• _TASK REQUIREMENTS_: Beginning with the line where "Can you find the white" appears, restate the lines word for word through the last one in the listing.

(Data items)
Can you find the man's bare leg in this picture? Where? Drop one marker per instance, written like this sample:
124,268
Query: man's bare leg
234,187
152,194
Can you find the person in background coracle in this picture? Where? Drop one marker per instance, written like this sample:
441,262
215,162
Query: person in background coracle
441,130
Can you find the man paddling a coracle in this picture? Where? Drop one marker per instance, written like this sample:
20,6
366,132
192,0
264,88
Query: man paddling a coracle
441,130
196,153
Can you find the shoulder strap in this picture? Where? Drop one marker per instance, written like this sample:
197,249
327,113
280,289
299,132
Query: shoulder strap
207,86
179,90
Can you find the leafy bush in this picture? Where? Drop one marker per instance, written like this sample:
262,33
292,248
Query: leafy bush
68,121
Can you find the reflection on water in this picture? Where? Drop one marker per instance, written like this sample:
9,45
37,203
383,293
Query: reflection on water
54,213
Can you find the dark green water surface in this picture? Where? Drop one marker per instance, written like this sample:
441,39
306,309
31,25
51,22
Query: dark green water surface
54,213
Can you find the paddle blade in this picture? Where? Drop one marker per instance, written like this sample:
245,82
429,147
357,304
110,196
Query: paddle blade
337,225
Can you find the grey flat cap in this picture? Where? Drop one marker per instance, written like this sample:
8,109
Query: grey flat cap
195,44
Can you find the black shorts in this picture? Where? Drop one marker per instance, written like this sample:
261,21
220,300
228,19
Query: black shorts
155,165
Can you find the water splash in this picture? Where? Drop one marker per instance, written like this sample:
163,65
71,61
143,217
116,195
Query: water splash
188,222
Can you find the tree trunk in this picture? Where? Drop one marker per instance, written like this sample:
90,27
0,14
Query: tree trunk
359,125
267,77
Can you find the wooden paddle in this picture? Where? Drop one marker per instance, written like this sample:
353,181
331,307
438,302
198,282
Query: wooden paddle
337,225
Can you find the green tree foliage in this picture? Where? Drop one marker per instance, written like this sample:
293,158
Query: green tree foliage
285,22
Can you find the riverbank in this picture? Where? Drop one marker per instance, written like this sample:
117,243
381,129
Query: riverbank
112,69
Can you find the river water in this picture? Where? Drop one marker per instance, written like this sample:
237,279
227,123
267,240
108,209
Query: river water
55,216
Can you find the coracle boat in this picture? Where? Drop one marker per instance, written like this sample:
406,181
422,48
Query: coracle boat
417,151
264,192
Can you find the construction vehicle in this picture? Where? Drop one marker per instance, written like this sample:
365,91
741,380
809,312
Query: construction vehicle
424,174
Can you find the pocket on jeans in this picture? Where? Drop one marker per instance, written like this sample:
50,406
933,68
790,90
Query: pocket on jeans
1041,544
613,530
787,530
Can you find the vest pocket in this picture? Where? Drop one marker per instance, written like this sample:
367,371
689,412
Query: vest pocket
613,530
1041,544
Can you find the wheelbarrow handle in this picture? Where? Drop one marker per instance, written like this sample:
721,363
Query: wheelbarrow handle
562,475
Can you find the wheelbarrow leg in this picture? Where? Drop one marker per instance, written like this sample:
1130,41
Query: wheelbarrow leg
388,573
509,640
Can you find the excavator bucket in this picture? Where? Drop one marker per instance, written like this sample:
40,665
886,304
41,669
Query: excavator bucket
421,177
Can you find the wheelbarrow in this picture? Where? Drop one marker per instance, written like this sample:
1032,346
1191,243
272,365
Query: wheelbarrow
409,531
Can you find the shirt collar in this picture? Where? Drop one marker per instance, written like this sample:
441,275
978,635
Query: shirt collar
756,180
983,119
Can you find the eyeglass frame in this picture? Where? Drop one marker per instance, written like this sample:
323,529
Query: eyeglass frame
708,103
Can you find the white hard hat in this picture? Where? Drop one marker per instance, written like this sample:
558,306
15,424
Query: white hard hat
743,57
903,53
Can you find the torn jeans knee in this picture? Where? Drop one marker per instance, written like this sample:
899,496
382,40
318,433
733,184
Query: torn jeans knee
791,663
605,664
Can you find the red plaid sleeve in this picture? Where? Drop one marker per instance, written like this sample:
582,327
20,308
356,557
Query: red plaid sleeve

• _THE RESPONSE_:
Can you find the white hard hat in this picture? Where? Drop one marker per instance, written like this sample:
558,306
15,424
Query: white hard hat
743,57
903,53
Can you find the torn jeans knee in this picture? Where? Drop one marker per instance, written like this sample:
899,496
382,40
318,433
733,184
Query: torn jeans knee
791,663
605,664
Can you find the red plaid sleeve in this picture? Where? Drop one marker per instance, written like this sample:
582,327
20,308
356,557
Query: red plaid sleeve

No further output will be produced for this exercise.